**STATED PROBLEM:** Exclude the pictures, then repeat the remaining data exactly.

**RAW DATA:**
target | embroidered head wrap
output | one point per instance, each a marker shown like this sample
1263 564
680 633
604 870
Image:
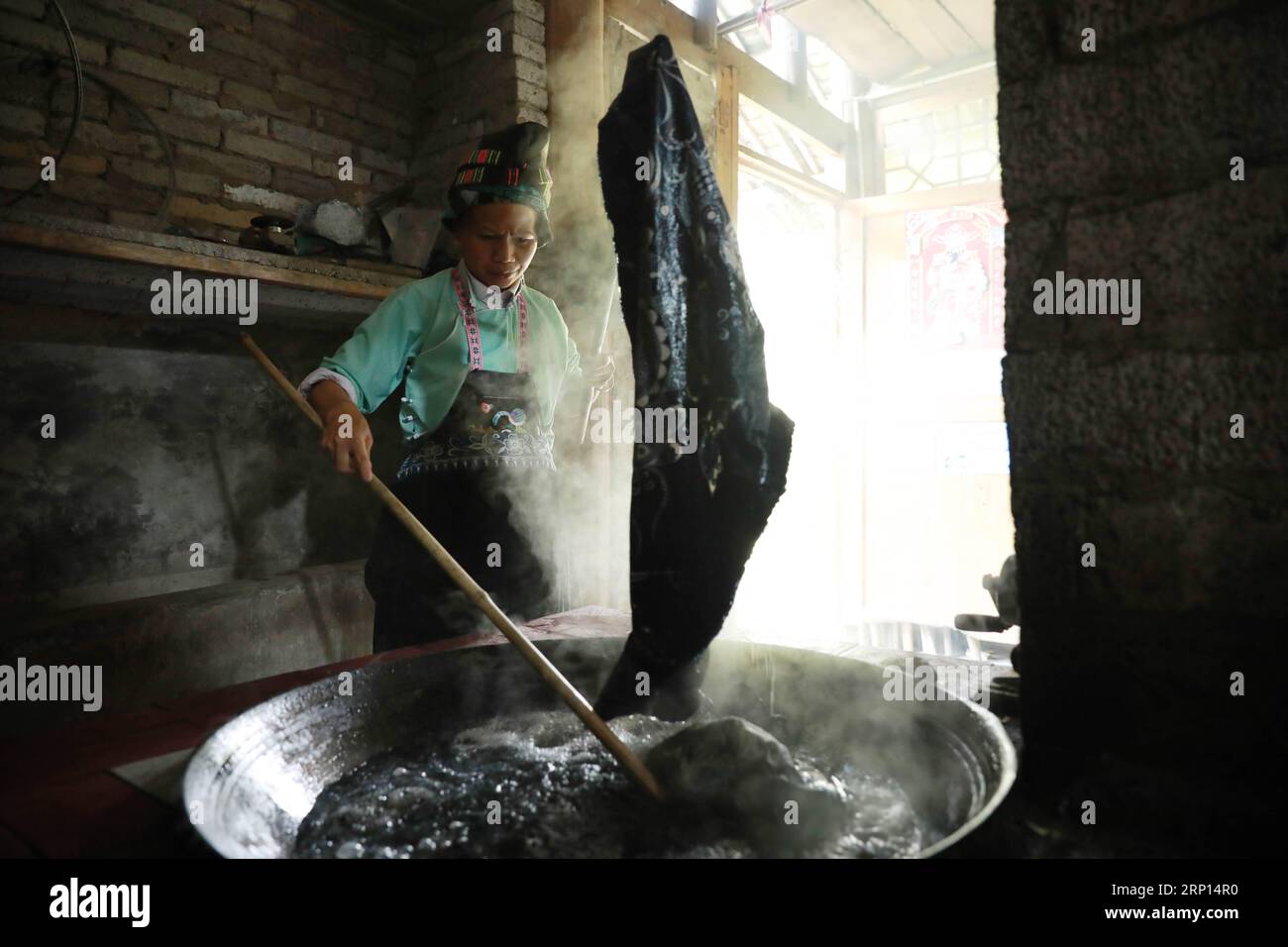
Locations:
507 166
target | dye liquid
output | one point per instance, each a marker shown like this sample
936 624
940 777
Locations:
540 785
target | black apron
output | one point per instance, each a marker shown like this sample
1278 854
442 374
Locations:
460 482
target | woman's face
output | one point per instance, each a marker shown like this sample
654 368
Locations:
498 241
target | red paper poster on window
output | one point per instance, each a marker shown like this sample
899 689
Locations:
954 263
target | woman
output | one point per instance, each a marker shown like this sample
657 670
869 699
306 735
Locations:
484 359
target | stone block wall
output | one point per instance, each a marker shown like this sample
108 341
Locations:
1121 163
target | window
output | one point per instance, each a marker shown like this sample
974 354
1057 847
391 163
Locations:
952 145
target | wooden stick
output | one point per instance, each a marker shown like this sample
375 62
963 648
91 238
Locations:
476 592
603 334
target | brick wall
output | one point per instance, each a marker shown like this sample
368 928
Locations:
471 89
1117 165
258 120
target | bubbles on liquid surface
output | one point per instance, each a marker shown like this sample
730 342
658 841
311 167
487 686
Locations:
540 785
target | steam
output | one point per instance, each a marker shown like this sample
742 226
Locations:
581 525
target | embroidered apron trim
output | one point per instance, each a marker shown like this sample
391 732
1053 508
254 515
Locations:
472 324
494 419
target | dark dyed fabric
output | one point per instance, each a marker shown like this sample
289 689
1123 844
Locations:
696 344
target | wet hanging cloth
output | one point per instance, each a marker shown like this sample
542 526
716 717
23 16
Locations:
697 346
459 480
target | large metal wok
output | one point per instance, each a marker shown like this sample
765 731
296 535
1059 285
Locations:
253 781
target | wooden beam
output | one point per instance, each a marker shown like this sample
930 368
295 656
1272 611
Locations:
755 81
769 167
704 25
110 249
726 138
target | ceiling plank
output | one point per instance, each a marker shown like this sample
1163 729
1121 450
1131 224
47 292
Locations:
928 29
975 17
861 37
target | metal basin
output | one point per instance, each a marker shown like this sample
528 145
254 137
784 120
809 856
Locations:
253 781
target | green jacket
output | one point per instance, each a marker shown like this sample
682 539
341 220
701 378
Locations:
419 330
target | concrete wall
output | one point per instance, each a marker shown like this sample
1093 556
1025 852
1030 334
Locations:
1117 165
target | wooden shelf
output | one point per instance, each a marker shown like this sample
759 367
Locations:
104 241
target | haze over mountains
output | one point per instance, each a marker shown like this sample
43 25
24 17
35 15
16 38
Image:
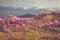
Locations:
6 11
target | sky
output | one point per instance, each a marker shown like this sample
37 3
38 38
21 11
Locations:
26 4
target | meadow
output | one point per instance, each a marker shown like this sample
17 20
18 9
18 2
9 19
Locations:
45 26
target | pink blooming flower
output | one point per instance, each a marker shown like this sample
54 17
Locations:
7 30
24 25
40 26
8 20
46 24
17 27
1 19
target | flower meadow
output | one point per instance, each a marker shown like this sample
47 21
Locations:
42 27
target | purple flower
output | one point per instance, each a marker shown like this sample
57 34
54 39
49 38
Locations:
7 30
1 19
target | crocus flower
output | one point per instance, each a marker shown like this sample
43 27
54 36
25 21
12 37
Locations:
24 25
1 20
17 27
7 30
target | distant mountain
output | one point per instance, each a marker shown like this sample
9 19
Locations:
6 11
27 16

**SOLUTION FOR THIS TASK:**
target | embroidered head wrap
output | one point per instance, each a marker shown like this sample
1263 564
680 633
604 870
Image:
Locations:
507 166
target | dye liquid
output | one point per instance, each a marker shown like this sample
936 624
940 777
Locations:
540 785
target | black apron
output | one point per instance, each a marker shown like this sample
1278 854
442 374
Locations:
460 482
target | woman's face
output | one point per instance, each a marker shown like this sample
654 368
Locations:
498 241
target | red paper poster on window
output | one point per instance, each a marker shown like this sample
899 689
Locations:
954 263
target | woman
output | one point per instance, each a marker shown like this sample
657 670
869 699
306 735
Locations:
484 359
target | stone block wall
output | one point per instance, each a marker shown like this sample
108 341
Locations:
1121 163
target | window
output | one point per instance, each a marker shown like this sample
974 354
1057 847
391 163
Locations:
952 145
target | wooden stick
output | one point per instance, each a marker shown like this sample
375 62
963 648
91 238
Locations:
476 592
603 334
target | brick wall
output | one point per instance, each a marker shown like this sample
368 928
Locations:
471 89
1117 165
258 120
target | bubbles on liquid surface
output | one point per instance, each a marker shown like this sample
730 342
658 841
311 167
487 686
Locations:
540 785
target | steam
output | one point per instance, each a marker shown like this sample
742 226
Locations:
581 525
target | embroidered apron trim
output | one point per instance, each a marker shown like this sample
391 732
1053 508
254 515
Locations:
472 324
494 419
target | dark dyed fabric
output | one point per instance, each a marker shown like this sample
289 689
1123 844
Locations:
696 344
target | wet hanging cloth
output | one point per instance, each a marker shown like this sample
542 526
716 717
23 16
Locations:
697 346
459 480
target | large metal wok
output | one point per instance, each a marker shown like this sample
765 731
296 535
1059 285
Locations:
253 781
target | wooden beam
output | one point per instance, each a marker shown like this sample
930 368
295 656
1272 611
Locations:
755 81
769 167
704 25
110 249
726 138
target | ceiling plank
output | one point per instance, each a marker shown like this sample
1163 729
1121 450
1131 224
47 292
Locations:
928 29
975 17
861 37
target | metal basin
output | one point per instance, each a marker shown like this sample
528 145
254 137
784 120
809 856
Locations:
253 781
target | green jacket
output | one point per instance, each a marker shown like this sample
682 539
341 220
701 378
Locations:
419 330
target | concrete wall
output | one point per instance, each a marker shown like this sample
1093 556
1025 852
1030 334
Locations:
1117 165
target | wooden shelf
output | one point per instance, each a marker shown like this sample
759 367
Locations:
104 241
target | haze over mountains
output | one point per instance, each a marker shown like this sample
43 25
24 17
35 15
16 38
Image:
Locations:
6 11
target | sky
output | one point per instance, each a marker shown like this sample
37 3
38 38
21 11
Locations:
26 4
target | meadow
output | one point per instance, each a marker shown like this sample
17 20
18 9
18 2
9 19
Locations:
45 26
target | pink blooming flower
output | one point per instance, each a marker shown like this sample
54 17
Locations:
7 30
24 25
40 26
8 20
46 24
17 27
1 19
target | flower meadow
output | one point per instance, each a marker shown like this sample
47 21
Locations:
42 27
target | purple flower
output | one point per instance, each a marker shown like this sample
57 34
54 39
49 38
Locations:
7 30
1 19
target | crocus flower
output | one point per instance, each a marker shown like this sample
43 27
54 36
25 21
12 37
Locations:
24 25
1 20
17 27
7 30
target | distant mountain
output | one point per instance, each a marker shown like this sample
9 19
Locations:
6 11
27 16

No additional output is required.